Wednesday, April 5, 2017
todays Cubs game against the Cardinals is rained out.
of course it its. it’s April 5th and the game is supposed to be played in St. Louis. a terrible place, especially in early April, in part because of the people, but also because of the weather.
on the left coast, for some reason the SF Giants and the SD Padres are playing each other beneath clear skies.
if i was running baseball, which i should be, the month of April would be games hosted solely on the West Coast, in Florida, Texas, ATL and in domes.
why wouldn’t they?
sure the east coast teams and midwest teams would be on the road for the first 30 days, but so what? why put butts in seats in foul weather cities in April? wheres the joy in that, Mudville?
instead, LA, Miami, Atlanta, Toronto, San Diego, and Seattle all started on the road this week? For why?
in the last 60 hours the Cubs and the White Sox have been rained out three times in two different cities and the Sox game is in jeopardy vs Detroit tonight. In this modern world where interleague games are the norm, why aren’t the Sox playing in the dome of Seattle and why aren’t the Cubs in LA or SD or AZ?
Because the MLB schedulemakers want that Cubs Cards rivalry to kick off the season OMG OMG
well how good is it when there are rainouts?
last year the Cubs opened in Anaheim. perfect! it’s Opening Day week. fans are excited anyway. you don’t need to hedge your bets and have rivals play right off the bat. the seats will be sold.
ESPECIALLY IF THE WEATHER IS MILD,
Tuesday, March 14, 2017
theres a pound of ham in the fridge.
not exactly sure when i put it in there.
it would be a shame for that pig to have died in vain
however, if i was a pig i would prefer that you did not eat me, thank you.
went to my actual doctor today.
like me, former xbi.
i told him i was down to a half a coke a day.
still addicted, eh? he scoffed.
which i took as a dare.
which i am taking as a dare.
theres only a few things that will kill me, he said: coke, drunk drivers, boredom.
why cant you drink tea?
in heaven im gonna drink coke every day. maybe even non stop.
fuckit, in heaven i wanna pee coke.
but most of the time we talked about barry bonds
and how incredible his last season was.
he was 42.
Monday, November 14, 2016
westworld was incredible last night.
there was a subplot about robots holding grudges. something that heretofore was unique only to to humans.
but because we are so incredible and influential either things try to be like us or end up being like us.
i have a huge heart. i love so many people. i do whatever i can to help people.
but i can also be super mean. especially online.
and in real life boy can i hold a grudge.

ENTRIES SHOWN:
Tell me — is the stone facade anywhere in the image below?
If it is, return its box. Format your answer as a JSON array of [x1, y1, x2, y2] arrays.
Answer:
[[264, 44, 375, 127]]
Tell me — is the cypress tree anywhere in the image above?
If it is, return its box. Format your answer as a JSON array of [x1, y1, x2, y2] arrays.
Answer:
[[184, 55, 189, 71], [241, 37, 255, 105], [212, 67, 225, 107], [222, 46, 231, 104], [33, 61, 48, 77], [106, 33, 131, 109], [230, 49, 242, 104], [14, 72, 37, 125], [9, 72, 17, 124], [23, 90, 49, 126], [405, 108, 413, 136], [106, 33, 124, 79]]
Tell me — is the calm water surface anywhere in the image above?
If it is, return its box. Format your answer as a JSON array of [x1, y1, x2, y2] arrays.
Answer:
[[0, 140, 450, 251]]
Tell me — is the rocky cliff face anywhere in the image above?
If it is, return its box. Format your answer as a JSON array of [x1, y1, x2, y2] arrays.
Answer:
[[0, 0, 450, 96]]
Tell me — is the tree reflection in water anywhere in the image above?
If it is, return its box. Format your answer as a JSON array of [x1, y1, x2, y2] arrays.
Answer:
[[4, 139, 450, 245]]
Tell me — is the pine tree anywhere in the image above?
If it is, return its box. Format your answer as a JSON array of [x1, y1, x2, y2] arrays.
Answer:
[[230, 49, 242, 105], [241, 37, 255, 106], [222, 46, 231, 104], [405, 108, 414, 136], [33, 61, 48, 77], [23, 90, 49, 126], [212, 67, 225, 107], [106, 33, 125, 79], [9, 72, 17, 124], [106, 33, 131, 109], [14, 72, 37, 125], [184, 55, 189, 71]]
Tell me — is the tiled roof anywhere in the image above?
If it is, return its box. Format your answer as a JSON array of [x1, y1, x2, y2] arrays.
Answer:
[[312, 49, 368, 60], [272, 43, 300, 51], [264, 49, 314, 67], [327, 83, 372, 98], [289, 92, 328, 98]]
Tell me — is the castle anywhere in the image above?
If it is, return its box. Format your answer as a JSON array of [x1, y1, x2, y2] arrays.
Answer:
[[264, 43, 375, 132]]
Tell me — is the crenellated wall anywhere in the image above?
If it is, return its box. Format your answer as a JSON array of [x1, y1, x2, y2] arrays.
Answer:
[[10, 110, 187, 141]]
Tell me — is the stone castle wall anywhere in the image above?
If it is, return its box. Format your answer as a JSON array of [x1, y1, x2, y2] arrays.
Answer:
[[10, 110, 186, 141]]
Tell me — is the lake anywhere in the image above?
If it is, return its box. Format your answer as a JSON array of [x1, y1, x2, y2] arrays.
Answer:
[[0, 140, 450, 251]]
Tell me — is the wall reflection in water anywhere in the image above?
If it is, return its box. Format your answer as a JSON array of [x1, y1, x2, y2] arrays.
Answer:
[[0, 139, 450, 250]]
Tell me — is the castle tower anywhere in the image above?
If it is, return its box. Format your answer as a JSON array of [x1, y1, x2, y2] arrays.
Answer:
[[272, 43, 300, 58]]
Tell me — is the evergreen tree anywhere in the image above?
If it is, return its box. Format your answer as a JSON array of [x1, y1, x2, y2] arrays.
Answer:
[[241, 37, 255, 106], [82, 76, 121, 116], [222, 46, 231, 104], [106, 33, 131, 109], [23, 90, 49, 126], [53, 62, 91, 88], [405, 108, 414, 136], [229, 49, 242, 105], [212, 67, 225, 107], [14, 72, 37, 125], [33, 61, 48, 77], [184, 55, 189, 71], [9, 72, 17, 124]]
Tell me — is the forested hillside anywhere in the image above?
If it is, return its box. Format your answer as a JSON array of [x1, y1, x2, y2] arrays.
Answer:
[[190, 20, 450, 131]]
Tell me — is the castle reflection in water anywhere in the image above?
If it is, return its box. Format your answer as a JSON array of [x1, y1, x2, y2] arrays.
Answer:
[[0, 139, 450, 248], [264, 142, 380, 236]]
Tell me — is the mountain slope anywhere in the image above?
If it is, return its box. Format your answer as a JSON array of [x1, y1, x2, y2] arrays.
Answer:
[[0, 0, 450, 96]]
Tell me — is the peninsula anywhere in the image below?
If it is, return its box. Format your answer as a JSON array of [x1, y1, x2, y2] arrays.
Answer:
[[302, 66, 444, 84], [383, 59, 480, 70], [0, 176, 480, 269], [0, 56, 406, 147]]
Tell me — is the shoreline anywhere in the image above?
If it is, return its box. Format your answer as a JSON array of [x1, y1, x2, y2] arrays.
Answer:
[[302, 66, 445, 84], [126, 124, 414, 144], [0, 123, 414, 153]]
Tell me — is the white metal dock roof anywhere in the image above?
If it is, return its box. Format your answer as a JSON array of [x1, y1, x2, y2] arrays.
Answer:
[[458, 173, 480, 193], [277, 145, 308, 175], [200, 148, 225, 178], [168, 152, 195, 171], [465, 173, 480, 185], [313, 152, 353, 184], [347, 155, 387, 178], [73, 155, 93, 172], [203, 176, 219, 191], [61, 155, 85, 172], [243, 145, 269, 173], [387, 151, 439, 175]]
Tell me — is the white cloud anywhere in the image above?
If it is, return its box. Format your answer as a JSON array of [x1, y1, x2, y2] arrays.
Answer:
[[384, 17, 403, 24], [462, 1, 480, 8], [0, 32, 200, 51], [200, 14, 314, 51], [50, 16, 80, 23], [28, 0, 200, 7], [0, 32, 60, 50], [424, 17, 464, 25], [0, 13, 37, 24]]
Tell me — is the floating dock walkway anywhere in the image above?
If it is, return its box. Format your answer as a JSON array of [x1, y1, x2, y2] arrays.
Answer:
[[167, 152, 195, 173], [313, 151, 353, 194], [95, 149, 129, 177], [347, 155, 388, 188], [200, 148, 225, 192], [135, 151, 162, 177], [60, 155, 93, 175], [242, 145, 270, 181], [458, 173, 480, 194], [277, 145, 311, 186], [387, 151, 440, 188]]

WHAT YOU WILL DO:
**a.** Using the blog excerpt, decide whether each statement agrees with it. Answer yes or no for each, and quote the words that settle it: (i) The Cubs game against the Cardinals was supposed to be played in St. Louis. (ii) The Cubs opened last season in Seattle. (iii) The writer told the doctor of being down to a half a coke a day.
**b.** Answer these questions from the blog excerpt:
(i) Which two teams were playing each other beneath clear skies on the left coast?
(ii) How many times had the Cubs and the White Sox been rained out in the last 60 hours, and in how many cities?
(iii) What show does the writer call incredible "last night"?

ANSWERS FOR THE EXERCISE:
**a.**
(i) Yes: "the game is supposed to be played in St. Louis."
(ii) No: "last year the Cubs opened in Anaheim."
(iii) Yes: "i told him i was down to a half a coke a day."

**b.**
(i) The SF Giants and the SD Padres.
(ii) Three times, in two different cities.
(iii) Westworld.